- **TEXT SECTION**:
By The Author — Apr 29, 2023

Code Review Ethos

I wrote this a few years ago to share with friends and colleagues. It got a lot of positive feedback. I figure I might as well post it here.

Why do we review?

There are many reasons to request and offer code review. It helps coalesce our many variations into a gestalt style, building our culture and interpersonal relationships. It results in higher quality code that benefits the company and the code’s future maintainers. It distributes knowledge to increase our organization’s resilience to personnel changes. On a personal level, it grows our own abilities; this is true for both reviewing and being reviewed.

From any angle one cares to look at it, code review is important. It has benefits in the short, mid, and long term. It has benefits to organizations, and the individuals within them. In this way it is very much an investment that returns cumulative interest.

What are we reviewing?

Depending on the context, there are a number of overarching areas that a reviewer should consider. In order these are:

Should this work even exist? In a closed source setting, this question is often answered before work even begins. If however you do any work on open source code, it’s important to identify whether that drive-by feature Pull Request (PR) really belongs, or is one person’s opinion.

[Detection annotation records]
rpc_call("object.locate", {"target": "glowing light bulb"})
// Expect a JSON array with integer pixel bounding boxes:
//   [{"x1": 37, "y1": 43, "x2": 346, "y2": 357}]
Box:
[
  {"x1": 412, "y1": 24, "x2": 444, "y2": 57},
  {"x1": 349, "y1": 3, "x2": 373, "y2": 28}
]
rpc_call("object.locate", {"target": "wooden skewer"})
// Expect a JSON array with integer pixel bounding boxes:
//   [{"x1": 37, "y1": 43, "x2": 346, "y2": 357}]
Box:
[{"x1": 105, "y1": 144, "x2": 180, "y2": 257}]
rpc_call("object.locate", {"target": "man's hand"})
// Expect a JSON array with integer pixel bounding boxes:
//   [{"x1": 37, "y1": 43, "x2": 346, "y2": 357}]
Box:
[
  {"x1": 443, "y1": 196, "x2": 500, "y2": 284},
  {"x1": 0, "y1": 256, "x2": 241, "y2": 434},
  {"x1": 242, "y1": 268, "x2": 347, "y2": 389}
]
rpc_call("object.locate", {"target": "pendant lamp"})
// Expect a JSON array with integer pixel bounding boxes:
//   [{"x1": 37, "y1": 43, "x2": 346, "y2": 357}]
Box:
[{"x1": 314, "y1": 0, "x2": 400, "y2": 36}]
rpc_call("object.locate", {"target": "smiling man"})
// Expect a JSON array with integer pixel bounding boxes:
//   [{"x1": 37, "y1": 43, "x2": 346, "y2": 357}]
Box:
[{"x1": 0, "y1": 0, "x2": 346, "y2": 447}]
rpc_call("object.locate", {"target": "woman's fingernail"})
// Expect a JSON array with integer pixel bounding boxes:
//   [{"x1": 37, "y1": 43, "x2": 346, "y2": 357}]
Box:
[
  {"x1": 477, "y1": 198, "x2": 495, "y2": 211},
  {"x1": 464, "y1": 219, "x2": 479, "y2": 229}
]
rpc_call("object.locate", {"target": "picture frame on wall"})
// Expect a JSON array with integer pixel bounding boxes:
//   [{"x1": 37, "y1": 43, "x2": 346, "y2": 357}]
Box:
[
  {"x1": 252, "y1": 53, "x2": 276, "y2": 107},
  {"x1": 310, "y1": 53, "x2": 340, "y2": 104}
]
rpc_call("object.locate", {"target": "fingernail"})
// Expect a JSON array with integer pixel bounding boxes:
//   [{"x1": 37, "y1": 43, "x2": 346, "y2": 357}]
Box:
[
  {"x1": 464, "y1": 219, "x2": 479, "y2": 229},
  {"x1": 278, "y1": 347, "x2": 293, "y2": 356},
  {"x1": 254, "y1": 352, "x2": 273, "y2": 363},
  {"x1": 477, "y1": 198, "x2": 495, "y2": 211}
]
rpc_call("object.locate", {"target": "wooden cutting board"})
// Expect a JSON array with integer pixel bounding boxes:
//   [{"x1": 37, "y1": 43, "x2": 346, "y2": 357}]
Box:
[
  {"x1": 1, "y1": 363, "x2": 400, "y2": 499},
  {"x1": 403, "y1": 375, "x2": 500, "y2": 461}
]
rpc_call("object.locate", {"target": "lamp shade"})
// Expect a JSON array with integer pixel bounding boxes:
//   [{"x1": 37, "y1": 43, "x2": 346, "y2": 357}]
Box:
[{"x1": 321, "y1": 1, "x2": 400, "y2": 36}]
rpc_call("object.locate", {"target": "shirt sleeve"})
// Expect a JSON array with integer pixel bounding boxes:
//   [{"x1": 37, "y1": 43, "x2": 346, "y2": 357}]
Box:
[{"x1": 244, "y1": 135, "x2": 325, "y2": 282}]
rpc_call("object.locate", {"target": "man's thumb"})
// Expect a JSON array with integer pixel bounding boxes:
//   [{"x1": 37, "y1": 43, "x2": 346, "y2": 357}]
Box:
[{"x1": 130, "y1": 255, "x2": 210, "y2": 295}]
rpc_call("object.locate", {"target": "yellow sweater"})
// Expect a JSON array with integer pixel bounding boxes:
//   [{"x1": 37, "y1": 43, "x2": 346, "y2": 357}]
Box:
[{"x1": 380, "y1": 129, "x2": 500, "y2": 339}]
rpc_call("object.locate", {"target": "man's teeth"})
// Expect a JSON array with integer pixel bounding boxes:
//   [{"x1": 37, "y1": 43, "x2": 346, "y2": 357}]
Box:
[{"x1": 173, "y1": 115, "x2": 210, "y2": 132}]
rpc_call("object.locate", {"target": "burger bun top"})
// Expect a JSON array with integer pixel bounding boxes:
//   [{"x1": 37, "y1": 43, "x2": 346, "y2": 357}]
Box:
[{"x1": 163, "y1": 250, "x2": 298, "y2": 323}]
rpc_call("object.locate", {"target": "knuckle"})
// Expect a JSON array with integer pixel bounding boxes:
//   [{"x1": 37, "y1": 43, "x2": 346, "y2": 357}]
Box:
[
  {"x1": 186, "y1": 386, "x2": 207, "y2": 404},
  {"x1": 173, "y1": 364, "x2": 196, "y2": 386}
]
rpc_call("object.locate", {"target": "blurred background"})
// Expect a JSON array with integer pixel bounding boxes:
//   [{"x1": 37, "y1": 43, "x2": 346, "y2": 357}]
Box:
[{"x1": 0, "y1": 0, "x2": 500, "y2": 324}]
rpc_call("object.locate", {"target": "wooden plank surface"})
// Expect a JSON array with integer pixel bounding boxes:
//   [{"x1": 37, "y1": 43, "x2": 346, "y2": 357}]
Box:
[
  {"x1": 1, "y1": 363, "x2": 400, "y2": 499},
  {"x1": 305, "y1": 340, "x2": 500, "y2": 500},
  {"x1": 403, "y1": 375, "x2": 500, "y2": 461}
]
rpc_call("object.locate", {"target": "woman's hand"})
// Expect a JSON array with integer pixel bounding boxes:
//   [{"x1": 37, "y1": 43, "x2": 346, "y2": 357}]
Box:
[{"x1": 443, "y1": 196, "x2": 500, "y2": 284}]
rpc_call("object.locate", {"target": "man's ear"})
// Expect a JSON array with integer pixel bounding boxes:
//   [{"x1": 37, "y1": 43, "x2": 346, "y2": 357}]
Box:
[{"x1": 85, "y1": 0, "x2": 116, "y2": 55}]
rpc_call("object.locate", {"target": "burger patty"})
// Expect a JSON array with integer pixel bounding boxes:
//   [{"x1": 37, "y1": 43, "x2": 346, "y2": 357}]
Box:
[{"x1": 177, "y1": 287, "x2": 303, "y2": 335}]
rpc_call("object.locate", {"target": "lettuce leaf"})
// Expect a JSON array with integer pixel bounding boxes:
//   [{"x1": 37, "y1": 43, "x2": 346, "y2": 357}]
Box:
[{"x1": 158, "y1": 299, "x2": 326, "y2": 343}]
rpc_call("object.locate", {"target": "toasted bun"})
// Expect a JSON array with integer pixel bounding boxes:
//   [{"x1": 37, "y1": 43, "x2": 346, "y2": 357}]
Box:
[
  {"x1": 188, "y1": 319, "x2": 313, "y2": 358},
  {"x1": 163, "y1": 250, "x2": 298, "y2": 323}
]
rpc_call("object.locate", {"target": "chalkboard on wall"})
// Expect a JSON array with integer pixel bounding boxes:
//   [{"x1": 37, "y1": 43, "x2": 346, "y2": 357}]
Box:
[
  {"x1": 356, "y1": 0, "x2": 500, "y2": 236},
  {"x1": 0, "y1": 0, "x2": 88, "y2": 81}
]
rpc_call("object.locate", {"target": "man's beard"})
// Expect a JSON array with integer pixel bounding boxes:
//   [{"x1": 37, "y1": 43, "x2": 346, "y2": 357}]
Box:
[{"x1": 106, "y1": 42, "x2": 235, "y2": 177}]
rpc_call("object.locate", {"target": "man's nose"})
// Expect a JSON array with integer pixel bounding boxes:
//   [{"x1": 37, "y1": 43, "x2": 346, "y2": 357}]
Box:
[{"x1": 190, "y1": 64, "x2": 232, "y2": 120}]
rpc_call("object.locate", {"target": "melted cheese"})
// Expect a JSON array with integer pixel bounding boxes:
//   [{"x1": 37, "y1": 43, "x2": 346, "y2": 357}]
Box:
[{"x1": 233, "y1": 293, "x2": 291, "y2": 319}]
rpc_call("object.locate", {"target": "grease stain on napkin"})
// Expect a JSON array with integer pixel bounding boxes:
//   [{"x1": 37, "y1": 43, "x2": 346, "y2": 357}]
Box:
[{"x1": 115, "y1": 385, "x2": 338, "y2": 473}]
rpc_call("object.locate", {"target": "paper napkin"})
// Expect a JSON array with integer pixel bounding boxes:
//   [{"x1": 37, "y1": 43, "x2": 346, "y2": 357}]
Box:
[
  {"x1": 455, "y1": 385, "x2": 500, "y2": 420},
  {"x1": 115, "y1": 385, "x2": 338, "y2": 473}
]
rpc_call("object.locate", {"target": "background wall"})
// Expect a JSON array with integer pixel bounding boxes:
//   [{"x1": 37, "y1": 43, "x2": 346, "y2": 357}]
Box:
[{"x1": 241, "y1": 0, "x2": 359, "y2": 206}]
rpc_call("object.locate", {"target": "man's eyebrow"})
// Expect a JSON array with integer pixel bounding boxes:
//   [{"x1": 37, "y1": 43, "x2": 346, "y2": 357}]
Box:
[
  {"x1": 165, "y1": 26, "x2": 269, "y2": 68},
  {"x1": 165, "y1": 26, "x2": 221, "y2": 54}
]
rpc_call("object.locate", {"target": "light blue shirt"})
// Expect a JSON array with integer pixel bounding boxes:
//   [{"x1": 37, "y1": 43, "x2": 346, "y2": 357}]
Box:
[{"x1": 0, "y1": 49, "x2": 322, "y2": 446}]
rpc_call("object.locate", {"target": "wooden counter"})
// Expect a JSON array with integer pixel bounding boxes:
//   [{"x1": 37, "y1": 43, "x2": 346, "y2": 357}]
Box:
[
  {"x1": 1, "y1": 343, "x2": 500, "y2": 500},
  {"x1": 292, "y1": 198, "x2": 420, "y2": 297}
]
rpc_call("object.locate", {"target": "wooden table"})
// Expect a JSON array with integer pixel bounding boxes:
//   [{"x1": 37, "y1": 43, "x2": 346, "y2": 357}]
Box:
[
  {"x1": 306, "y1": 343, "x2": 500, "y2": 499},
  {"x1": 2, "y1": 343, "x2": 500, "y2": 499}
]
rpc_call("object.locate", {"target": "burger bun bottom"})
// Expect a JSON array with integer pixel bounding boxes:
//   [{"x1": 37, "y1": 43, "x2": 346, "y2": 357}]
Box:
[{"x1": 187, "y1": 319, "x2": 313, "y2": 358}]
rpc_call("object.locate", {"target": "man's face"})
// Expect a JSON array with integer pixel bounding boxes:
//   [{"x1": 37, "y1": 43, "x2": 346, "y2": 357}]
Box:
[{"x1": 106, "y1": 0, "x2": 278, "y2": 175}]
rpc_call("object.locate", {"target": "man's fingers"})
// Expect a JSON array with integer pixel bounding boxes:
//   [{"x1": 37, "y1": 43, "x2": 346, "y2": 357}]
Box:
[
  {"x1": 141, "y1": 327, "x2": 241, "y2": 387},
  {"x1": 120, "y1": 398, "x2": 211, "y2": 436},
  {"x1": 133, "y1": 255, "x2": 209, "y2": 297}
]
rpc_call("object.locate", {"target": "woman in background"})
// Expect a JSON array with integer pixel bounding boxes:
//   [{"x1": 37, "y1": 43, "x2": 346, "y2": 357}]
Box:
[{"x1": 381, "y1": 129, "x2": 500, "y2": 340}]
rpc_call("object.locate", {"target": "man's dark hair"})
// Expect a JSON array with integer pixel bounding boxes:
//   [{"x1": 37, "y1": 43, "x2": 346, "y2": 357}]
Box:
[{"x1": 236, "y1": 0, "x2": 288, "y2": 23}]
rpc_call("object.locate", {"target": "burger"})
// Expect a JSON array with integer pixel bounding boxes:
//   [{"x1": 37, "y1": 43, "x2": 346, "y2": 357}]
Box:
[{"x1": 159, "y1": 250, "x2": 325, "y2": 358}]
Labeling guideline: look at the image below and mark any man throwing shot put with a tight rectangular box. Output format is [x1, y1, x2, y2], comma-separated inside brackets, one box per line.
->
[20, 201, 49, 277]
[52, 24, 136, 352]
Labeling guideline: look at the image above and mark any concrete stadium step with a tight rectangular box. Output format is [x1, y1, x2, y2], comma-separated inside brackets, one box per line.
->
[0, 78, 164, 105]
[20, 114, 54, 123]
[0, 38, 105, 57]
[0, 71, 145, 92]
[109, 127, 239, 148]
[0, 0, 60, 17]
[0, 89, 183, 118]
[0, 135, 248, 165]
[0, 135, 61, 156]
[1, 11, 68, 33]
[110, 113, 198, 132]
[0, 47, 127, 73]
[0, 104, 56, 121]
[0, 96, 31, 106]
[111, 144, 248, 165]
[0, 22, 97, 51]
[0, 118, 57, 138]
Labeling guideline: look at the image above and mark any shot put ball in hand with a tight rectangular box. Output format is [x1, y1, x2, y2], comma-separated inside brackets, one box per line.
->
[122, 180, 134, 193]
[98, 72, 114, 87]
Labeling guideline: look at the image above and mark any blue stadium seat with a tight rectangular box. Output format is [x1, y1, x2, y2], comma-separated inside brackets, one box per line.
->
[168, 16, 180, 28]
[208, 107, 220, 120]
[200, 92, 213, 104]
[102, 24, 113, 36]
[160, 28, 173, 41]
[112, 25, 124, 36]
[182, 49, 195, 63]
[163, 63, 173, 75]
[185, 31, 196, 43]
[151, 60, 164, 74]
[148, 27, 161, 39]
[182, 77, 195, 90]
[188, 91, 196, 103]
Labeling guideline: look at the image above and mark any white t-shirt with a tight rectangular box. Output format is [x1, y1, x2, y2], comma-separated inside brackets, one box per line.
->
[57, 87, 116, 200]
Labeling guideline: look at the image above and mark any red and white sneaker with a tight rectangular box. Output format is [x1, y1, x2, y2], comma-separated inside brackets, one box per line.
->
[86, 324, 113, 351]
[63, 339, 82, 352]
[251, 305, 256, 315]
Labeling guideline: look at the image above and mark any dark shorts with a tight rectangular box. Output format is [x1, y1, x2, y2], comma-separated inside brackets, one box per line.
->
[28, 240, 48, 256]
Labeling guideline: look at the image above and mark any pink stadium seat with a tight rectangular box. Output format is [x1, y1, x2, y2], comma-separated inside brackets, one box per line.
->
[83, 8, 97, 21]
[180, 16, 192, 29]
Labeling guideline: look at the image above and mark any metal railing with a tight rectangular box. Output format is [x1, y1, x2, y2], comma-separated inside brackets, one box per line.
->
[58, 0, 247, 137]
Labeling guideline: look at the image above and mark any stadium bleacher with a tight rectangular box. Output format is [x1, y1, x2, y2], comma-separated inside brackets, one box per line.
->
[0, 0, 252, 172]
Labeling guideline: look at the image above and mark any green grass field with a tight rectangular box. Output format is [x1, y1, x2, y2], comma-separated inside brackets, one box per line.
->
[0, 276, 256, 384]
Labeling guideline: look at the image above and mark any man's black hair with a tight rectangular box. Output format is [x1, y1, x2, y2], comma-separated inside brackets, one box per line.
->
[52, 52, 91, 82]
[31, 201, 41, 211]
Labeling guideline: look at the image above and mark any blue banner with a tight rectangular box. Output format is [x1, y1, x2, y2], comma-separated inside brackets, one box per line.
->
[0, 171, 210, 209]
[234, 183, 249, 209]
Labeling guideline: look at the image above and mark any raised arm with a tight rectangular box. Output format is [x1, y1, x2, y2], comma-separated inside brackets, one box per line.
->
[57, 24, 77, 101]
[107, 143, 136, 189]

- **REQUEST 1**: In the code review essay, what kind of investment does the writer say code review is?
- **REQUEST 2**: Copy word for word the passage of the code review essay starting with "I wrote this" and going on through "returns cumulative interest.".

- **RIGHT ANSWER 1**: An investment that returns cumulative interest.

- **RIGHT ANSWER 2**:
I wrote this a few years ago to share with friends and colleagues. It got a lot of positive feedback. I figure I might as well post it here.

Why do we review?

There are many reasons to request and offer code review. It helps coalesce our many variations into a gestalt style, building our culture and interpersonal relationships. It results in higher quality code that benefits the company and the code’s future maintainers. It distributes knowledge to increase our organization’s resilience to personnel changes. On a personal level, it grows our own abilities; this is true for both reviewing and being reviewed.

From any angle one cares to look at it, code review is important. It has benefits in the short, mid, and long term. It has benefits to organizations, and the individuals within them. In this way it is very much an investment that returns cumulative interest.